原文抜粋:

-------------------------

「新NISAで1億円は実績に基づいた現実的な数字」 10万部突破『新NISA完全攻略』著者・山口貴大インタビュー
新NISAは画期的な制度
ーー22年には著作『年収300万円FIRE 貯金ゼロから7年でセミリタイアする「お金の増やし方」』(KADOKAWA)を刊行し、自身の経験を元にFIRE(経済的自立・早期リタイア)を達成する方法を解説しています。そしてこの度、『【新NISA完全攻略】月5万円から始める「リアルすぎる」1億円の作り方』を出版し、話題を呼んでいますね。投資で得た利益が非課税になるNISAですが、新NISAは大きな変更点は何でしょうか?
山口:まず、非課税投資枠の上限が一気に上がって、合計1800万円となりました。従来の「つみたてNISA」と「一般NISA」がひとつになったのですが、「つみたてNISA」は年間40万円だったのが、新NISA「つみたて投資枠」では3倍の120万円まで可能になりました。今まで1ヶ月で3万3333円と割り切れずに気持ちの悪かった数字しか積み立てできませんでしたが、いまでは10万円となった。それだけの額があると15~20年後に資産が増えてくるので、これは大きなことですね。そして従来の「一般NISA」は年間120万円でしたが、新NISAの「成長投資枠」は2倍の240万円となりました。
■新NISA(金融庁ホームページより)
■旧NISA(金融庁ホームページより)
つまり、年間360万円まで非課税枠で投資できる箱があるようなものです。最短5年で、非課税枠1800万円を全部埋められます。旧NISAで15~20年間も運用するとなると、高齢の方にとっては長すぎる。それが短い5年で投資ができて、配当金や値上がり益が非課税になるのは大きいでしょう。また、旧NISAは売却したら非課税枠が終了していましたが、新NISAは非課税枠が復活するようになりました。
この1800万円は一般の方にとっては大きい金額ですよね。富裕層の方以外にとっては、投資における税金はもう払わなくていいというのと同義でしょう。本当に画期的な制度だと思います。
ーー山口さんが新NISAの投資対象として勧めるインデックスファンドとは?

-------------------------

(領域アノテーション項目)
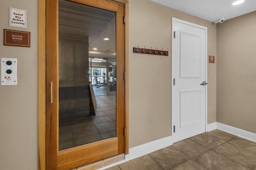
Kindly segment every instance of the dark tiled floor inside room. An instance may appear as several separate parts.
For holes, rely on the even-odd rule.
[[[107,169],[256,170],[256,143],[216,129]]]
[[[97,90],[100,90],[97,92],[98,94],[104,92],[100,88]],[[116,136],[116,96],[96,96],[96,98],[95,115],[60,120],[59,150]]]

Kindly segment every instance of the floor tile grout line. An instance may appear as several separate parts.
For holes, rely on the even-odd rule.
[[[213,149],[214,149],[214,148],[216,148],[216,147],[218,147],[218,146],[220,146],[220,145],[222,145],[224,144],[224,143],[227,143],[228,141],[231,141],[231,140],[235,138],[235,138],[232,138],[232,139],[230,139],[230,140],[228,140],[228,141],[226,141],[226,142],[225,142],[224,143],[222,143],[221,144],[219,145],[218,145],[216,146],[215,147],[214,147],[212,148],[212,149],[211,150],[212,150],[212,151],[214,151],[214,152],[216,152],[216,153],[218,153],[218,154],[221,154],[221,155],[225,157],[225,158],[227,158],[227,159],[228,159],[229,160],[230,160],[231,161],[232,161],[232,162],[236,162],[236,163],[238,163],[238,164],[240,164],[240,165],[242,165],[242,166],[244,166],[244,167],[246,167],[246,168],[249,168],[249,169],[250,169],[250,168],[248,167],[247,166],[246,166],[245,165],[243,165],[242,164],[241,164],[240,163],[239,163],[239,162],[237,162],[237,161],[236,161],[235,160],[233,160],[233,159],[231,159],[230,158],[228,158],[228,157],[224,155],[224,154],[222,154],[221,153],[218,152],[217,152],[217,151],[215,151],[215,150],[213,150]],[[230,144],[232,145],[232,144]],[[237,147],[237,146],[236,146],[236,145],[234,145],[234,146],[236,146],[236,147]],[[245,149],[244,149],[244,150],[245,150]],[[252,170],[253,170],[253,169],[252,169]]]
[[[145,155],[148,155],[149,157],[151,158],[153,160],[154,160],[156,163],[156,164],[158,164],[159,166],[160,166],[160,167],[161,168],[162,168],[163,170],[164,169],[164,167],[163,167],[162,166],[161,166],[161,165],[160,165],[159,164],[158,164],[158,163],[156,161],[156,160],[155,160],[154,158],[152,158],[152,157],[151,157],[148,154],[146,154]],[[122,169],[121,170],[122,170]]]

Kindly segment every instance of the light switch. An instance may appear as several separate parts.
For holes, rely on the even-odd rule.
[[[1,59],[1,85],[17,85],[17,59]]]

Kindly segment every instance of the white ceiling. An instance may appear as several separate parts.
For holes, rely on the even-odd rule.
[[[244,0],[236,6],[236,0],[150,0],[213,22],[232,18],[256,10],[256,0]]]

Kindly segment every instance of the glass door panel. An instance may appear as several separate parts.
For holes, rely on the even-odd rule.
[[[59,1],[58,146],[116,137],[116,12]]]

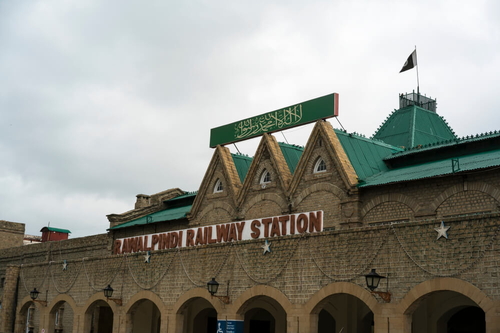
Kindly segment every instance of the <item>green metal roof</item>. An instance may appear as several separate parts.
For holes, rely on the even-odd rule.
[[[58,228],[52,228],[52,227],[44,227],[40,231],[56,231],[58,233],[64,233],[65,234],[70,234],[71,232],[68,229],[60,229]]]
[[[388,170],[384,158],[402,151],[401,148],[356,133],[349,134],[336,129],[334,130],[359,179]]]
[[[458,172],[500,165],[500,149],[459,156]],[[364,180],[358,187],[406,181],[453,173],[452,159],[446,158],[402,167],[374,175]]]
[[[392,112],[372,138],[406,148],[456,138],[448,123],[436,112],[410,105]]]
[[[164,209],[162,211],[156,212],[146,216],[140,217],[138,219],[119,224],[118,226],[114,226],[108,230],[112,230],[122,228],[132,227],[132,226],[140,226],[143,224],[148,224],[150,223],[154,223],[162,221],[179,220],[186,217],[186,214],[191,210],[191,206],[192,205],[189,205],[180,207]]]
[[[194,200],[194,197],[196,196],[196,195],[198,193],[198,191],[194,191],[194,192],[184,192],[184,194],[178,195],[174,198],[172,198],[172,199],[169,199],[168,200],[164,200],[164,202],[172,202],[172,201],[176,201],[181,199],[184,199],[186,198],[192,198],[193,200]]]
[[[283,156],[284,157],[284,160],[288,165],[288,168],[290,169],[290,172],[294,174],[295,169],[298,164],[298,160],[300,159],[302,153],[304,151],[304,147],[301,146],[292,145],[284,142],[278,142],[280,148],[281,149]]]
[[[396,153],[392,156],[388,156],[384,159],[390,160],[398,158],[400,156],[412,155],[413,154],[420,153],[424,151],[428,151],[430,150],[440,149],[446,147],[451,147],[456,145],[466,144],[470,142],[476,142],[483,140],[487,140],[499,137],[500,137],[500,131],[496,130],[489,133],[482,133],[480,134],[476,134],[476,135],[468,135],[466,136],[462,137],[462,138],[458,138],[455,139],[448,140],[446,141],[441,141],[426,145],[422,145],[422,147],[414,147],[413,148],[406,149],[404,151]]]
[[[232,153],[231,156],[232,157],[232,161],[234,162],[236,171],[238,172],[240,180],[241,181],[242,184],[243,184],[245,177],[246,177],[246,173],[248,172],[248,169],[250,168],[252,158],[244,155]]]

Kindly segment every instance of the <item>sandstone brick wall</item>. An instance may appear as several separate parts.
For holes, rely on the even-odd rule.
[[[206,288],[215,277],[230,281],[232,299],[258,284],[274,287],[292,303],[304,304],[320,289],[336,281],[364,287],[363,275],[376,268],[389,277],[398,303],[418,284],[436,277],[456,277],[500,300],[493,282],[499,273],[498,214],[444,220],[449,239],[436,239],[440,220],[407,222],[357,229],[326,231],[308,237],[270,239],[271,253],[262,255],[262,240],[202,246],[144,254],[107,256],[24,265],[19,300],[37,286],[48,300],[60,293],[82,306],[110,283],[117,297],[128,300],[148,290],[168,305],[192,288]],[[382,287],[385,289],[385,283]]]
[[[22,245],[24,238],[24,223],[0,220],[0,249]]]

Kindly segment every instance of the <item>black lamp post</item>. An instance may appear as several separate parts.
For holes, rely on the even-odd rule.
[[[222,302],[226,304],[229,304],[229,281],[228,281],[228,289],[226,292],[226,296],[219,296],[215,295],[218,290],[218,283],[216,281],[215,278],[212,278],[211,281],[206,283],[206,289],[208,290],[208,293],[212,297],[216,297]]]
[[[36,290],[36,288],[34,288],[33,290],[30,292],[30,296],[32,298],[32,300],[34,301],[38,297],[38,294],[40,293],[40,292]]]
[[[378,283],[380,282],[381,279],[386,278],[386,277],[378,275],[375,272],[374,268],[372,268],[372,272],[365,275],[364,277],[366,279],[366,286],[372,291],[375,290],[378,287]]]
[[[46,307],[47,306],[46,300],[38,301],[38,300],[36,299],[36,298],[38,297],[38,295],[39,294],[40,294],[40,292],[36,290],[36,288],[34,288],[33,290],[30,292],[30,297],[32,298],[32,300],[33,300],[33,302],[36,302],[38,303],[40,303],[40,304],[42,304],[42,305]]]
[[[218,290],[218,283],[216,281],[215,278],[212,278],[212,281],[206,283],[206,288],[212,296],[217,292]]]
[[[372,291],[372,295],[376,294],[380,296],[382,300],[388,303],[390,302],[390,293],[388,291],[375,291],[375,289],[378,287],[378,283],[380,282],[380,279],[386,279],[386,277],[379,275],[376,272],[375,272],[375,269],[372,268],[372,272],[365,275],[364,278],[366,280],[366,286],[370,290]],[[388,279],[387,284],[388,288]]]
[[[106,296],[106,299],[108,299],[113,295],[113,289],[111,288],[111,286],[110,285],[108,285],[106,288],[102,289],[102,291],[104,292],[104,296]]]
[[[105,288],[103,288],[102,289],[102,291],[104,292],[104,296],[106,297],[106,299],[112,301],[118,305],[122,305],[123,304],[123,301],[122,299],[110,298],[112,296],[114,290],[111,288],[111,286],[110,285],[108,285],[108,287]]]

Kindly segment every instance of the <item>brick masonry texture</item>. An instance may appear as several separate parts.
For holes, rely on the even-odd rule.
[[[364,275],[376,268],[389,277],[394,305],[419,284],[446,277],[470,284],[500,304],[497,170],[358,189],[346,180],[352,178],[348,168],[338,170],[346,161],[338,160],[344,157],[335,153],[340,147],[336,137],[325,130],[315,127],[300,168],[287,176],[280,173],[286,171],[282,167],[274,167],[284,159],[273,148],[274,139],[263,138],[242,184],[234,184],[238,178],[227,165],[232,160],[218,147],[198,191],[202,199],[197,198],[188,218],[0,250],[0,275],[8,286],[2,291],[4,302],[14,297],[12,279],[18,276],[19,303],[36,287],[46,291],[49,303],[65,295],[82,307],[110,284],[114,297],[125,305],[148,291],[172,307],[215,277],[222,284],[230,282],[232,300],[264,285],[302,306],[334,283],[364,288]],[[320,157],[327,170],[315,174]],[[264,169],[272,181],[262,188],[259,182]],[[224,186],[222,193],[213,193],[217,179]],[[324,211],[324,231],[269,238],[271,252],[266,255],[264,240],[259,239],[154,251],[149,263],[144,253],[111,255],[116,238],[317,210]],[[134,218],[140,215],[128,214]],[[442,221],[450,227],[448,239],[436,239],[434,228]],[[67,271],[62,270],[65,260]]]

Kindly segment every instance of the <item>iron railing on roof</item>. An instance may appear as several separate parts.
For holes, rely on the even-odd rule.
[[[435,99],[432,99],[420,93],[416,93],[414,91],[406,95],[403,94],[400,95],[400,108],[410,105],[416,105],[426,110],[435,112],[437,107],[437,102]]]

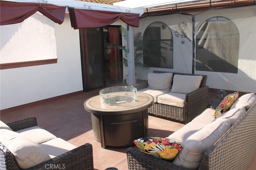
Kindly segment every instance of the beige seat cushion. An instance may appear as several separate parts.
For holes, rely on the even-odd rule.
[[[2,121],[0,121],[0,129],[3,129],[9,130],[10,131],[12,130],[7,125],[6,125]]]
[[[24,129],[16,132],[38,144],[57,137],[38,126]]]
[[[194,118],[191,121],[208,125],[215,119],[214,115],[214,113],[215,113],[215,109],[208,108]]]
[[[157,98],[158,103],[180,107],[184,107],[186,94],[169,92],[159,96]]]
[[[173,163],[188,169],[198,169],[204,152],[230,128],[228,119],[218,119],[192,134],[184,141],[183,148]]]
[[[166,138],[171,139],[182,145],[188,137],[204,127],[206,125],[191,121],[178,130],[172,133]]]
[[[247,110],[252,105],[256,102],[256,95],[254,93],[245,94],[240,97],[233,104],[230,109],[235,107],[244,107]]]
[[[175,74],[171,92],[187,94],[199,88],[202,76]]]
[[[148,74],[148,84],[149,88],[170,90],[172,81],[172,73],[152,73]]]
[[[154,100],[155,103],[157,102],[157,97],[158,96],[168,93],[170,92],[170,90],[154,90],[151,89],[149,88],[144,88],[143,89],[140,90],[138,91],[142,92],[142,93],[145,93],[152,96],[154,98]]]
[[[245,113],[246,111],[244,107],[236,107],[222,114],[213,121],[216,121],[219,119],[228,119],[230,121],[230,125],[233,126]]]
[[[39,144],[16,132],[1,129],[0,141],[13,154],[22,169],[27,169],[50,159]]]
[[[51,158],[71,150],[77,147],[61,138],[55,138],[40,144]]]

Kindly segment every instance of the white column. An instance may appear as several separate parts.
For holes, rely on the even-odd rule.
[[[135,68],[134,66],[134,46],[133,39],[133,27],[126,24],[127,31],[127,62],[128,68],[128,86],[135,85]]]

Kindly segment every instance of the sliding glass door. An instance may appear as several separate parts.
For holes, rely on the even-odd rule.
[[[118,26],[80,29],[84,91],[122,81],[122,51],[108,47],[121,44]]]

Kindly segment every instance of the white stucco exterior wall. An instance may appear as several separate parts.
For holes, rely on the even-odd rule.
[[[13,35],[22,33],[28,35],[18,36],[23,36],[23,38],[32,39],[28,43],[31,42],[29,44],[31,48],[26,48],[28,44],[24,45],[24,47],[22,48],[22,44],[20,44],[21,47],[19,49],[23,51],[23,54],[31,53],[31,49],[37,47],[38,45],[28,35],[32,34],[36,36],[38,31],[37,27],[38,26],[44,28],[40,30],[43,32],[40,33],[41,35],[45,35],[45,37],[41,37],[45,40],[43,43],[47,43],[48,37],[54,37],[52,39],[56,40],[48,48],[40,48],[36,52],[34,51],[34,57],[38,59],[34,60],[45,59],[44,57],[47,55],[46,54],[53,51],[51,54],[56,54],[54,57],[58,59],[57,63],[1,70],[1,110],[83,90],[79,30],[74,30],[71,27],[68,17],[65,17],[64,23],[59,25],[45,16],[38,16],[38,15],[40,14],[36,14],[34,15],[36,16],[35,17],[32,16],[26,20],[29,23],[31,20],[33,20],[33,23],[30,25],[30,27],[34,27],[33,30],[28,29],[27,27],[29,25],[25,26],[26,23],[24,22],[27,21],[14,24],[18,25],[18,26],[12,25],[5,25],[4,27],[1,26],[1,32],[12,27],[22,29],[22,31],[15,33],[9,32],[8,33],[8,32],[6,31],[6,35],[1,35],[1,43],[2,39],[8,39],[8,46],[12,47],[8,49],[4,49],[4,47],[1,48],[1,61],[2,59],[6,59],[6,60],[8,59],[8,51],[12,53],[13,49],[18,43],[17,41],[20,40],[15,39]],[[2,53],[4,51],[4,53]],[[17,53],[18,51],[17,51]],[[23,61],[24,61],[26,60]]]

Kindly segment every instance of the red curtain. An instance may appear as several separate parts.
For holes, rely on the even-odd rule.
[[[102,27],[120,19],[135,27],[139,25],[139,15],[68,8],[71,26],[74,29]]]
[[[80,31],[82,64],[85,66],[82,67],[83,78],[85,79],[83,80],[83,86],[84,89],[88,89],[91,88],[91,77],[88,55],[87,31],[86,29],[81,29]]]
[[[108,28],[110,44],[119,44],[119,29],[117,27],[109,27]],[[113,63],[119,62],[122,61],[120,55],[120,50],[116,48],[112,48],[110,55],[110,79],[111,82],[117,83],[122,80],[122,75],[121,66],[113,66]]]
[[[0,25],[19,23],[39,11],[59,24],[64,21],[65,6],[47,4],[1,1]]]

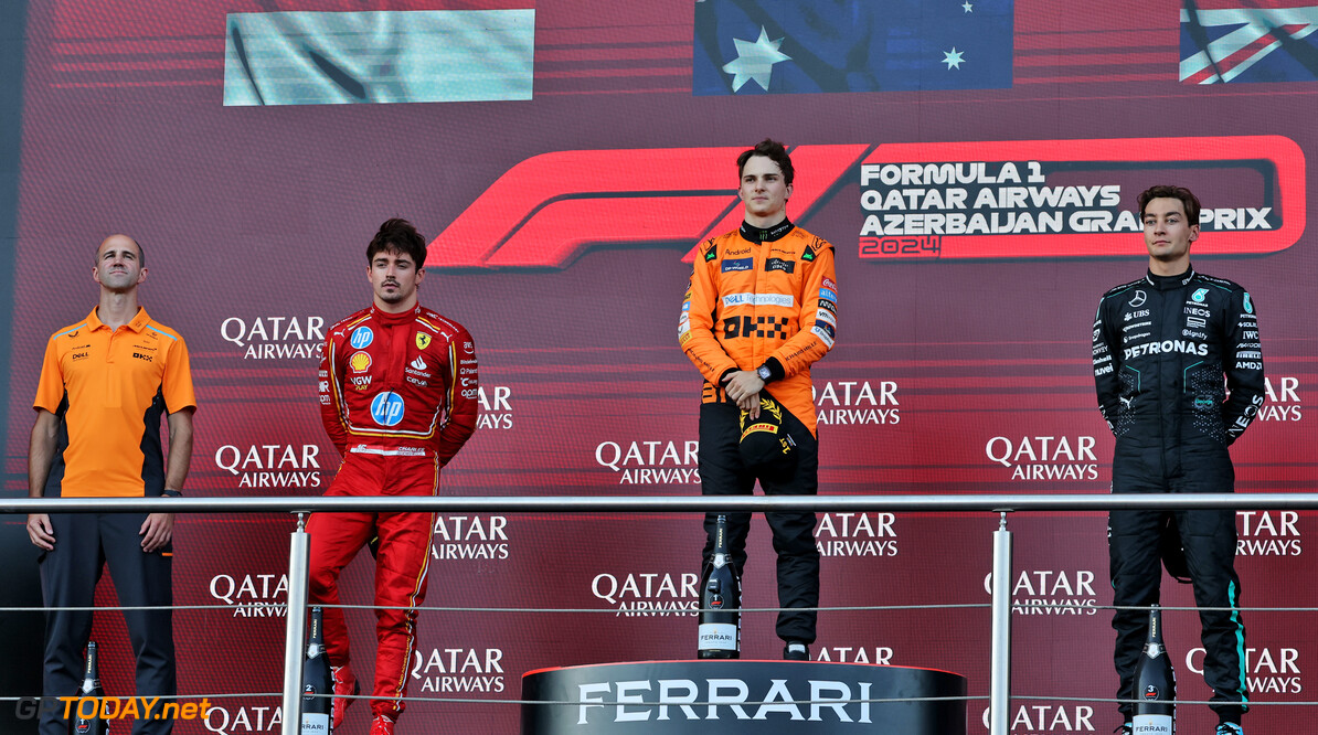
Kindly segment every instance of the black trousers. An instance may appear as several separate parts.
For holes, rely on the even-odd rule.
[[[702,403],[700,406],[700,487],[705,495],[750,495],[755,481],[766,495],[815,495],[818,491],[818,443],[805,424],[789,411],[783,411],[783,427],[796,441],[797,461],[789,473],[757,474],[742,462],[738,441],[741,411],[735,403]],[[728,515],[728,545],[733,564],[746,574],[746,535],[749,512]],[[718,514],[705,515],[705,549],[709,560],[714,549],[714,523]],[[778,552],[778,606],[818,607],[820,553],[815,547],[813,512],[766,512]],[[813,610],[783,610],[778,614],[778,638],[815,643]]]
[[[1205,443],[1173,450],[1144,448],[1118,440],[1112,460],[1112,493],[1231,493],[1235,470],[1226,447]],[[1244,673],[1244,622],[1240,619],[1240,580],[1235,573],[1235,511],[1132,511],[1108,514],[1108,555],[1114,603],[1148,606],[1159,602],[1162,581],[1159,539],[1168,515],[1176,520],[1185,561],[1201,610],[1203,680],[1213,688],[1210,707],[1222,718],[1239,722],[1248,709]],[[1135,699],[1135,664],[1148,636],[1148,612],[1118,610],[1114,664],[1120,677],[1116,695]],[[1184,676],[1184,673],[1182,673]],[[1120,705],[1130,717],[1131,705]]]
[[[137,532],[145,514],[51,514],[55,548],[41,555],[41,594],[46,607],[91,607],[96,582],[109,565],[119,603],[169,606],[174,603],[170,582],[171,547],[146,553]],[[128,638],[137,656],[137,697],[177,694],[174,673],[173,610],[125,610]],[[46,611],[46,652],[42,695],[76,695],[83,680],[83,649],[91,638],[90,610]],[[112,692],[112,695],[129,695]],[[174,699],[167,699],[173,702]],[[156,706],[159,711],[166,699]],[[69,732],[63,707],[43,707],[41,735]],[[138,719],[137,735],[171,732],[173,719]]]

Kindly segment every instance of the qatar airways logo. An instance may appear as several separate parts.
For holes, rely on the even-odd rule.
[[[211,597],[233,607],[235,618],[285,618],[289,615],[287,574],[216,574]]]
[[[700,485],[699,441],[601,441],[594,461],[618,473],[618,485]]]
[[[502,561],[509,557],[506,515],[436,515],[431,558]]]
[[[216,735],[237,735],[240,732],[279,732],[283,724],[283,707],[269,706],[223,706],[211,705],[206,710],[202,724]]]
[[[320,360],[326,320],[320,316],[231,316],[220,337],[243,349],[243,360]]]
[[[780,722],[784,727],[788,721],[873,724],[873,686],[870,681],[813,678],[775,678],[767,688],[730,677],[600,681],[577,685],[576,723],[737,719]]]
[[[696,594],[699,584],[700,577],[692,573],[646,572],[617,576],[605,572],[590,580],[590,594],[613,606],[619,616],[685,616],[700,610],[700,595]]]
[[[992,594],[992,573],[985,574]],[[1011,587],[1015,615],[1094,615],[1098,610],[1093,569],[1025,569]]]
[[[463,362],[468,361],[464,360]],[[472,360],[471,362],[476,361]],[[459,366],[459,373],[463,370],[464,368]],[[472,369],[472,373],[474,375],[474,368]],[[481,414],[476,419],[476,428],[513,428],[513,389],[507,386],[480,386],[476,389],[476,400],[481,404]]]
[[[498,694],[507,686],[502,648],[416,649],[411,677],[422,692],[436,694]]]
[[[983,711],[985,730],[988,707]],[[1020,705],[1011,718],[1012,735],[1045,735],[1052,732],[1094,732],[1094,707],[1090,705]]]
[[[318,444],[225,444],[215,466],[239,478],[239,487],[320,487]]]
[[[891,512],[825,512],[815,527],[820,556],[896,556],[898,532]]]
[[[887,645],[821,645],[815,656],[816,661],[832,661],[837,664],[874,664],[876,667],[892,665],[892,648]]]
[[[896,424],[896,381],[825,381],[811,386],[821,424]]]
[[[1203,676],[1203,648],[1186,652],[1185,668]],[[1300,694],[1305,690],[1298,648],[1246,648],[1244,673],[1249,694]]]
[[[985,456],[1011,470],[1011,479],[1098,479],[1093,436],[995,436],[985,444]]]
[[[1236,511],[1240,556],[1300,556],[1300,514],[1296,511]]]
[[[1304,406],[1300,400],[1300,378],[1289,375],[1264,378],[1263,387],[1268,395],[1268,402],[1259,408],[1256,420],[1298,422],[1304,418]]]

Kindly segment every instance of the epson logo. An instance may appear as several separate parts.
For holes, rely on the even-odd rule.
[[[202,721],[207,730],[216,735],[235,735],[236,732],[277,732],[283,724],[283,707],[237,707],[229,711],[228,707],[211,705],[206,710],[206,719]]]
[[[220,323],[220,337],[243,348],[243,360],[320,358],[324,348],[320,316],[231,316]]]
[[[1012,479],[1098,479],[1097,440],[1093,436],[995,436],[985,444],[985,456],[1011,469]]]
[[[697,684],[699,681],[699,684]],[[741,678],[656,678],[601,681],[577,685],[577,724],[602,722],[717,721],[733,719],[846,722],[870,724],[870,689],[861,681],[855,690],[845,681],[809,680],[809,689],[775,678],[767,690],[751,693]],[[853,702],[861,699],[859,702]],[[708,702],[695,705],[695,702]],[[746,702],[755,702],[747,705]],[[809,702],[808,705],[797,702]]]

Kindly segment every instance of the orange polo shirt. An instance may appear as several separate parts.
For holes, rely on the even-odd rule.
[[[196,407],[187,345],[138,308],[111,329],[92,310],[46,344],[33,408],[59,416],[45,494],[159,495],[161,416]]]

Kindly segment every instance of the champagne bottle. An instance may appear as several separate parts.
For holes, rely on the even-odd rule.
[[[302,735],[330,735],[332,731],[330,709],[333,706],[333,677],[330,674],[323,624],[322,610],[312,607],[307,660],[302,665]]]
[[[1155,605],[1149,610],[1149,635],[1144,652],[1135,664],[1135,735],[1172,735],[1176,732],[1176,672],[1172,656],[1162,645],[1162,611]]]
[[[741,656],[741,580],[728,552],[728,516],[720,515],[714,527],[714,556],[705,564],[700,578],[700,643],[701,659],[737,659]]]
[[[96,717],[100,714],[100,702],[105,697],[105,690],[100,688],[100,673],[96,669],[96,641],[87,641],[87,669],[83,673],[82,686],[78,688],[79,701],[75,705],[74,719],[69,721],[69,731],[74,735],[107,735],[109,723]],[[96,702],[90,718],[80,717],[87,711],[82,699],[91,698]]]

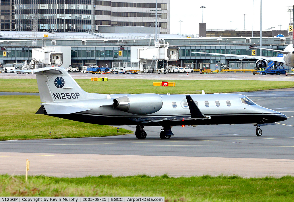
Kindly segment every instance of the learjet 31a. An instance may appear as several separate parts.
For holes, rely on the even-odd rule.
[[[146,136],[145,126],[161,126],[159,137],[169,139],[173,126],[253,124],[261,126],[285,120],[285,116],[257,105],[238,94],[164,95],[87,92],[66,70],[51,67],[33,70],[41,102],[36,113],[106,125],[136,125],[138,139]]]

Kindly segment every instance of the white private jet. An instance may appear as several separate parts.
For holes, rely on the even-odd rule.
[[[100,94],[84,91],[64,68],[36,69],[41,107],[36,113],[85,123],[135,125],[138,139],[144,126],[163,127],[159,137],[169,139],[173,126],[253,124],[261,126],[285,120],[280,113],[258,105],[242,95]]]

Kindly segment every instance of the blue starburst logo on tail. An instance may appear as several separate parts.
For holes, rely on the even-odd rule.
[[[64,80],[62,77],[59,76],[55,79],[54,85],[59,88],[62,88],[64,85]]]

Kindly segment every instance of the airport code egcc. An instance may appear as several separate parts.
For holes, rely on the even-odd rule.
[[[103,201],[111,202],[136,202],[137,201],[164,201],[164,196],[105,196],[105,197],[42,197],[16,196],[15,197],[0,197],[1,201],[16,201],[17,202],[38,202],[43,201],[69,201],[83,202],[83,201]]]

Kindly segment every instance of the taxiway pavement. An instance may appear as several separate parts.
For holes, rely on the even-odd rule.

-------------------------

課題内容: 新NISAについてのインタビュー記事から、「つまり、年間360万円まで非」で始まり「ーー山口さんが新NISAの投資対象として勧めるインデックスファンドとは?」で終わる部分を、両端の語句も含めて一字も変えずに出力してください。

解答:
つまり、年間360万円まで非課税枠で投資できる箱があるようなものです。最短5年で、非課税枠1800万円を全部埋められます。旧NISAで15~20年間も運用するとなると、高齢の方にとっては長すぎる。それが短い5年で投資ができて、配当金や値上がり益が非課税になるのは大きいでしょう。また、旧NISAは売却したら非課税枠が終了していましたが、新NISAは非課税枠が復活するようになりました。
この1800万円は一般の方にとっては大きい金額ですよね。富裕層の方以外にとっては、投資における税金はもう払わなくていいというのと同義でしょう。本当に画期的な制度だと思います。
ーー山口さんが新NISAの投資対象として勧めるインデックスファンドとは?